## Tasks and exercises:
A. In the forum thread on Illumina sequence analysis below, which two programs are suggested for a de novo genome assembly?
B. Extend the forum thread on Illumina sequence analysis below, picking up after its final reply.

## Extracted text:
^^^^^^^^^^^^^^^^

Question

Illumina Sequence Analysis

2

Entering edit mode

13.3 years ago

Pkuku ▴ 20

I have got 20 million reads of 75bp in length. I do not have a reference annotated genome to map these sequences. How would i do a reference annotated genome, so that i can upload it to do the mapping? Is there any method to combine my reference sequence and also annotated sequence to predict the genes ?? I am naive to the field. Please help me out.

illumina reference sequence short annotation • 2.7k views

ADD COMMENT • link updated 13.3 years ago by Vitis ★ 2.6k • written 13.3 years ago by Pkuku ▴ 20

score 1 · Answer 1 · 2011-08-26

1

Entering edit mode

13.3 years ago

Pasta ★ 1.3k

For the reference genome question, you can make a "de novo" assembly of your genome using software like Velvet or Edena. Also you could use a closely related genome as a reference if there is any.

BTW, are you working on a Prokaryotic cell ?

ADD COMMENT • link 13.3 years ago by Pasta ★ 1.3k

0

Entering edit mode

COMMENT FROM @pkuku: Thank you for very much for your reply.We are working with an algae species. I do can use a closely related species as a reference but how could i do an annotated genome. Can i use these tools to do the annotation too?

ADD REPLY • link 13.3 years ago by Eric Normandeau 11k

0

Entering edit mode

Well, that is another problem :) These tools are made for genome assembly not genome annotation. After, it all depends how related your species are.

^^^^^^^^^^^^^^^^

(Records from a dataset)
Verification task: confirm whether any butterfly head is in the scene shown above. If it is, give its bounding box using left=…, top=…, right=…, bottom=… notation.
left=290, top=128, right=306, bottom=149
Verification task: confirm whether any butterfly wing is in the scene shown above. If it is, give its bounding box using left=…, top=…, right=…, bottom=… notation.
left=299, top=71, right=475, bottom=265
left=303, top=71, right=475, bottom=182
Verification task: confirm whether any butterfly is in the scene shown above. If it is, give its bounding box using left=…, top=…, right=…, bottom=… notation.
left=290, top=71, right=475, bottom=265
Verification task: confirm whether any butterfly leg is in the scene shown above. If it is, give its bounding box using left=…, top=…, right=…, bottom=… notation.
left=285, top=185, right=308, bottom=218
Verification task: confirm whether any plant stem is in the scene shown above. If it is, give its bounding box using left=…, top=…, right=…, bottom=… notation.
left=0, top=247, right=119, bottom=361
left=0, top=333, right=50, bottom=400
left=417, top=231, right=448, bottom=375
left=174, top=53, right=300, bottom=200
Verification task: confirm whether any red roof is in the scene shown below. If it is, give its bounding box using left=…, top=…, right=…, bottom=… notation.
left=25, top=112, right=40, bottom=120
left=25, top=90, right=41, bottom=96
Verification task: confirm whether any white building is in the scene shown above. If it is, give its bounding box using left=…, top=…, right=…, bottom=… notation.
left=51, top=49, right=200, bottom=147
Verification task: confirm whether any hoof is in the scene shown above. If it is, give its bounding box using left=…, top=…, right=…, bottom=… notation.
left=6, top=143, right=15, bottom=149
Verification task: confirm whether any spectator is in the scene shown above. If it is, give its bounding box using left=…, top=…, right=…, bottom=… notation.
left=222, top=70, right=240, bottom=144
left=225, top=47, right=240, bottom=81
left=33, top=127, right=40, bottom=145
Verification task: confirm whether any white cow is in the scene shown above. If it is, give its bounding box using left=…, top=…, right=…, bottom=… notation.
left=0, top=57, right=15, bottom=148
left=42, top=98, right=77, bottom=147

^^^^^^^^^^^^^^^^

## Results for the exercise:
A. Velvet and Edena.

B.
ADD REPLY • link 13.3 years ago by Pasta ★ 1.3k

score 1 · Answer 2 · 2011-08-27

Are the reads from genomic DNA or mRNA, or small RNA? The process depends on the source of your data and your goals. If you want to characterize this new genome from the scratch, and if your reads are from genomic DNA, I think the best way is to do a de novo assembly, as suggested by pasta. Then you can use all the standard comparative genomics tools (mummer? blast? blat?) to compare the de novo contigs with your closely related species, annotate or find synteny, etc. If your reads are from mRNAs, you can also do de novo assemblies and treat the resulted contigs as ESTs or cDNAs, so you can use tools like PASA pipeline to annotate your genome. Of course, during this process, your closely related species would be of great help. Or, you may directly map your reads (whether from DNA or RNA) to the closely related reference genome, allowing adequate mismatches to accommodate the divergence (better have a rough idea of percentage difference before mapping) and reconstruct the new genome from the mapping alignments. Again, when facing these high-throughput data, you gotta figure out your goals first, then pick up tools.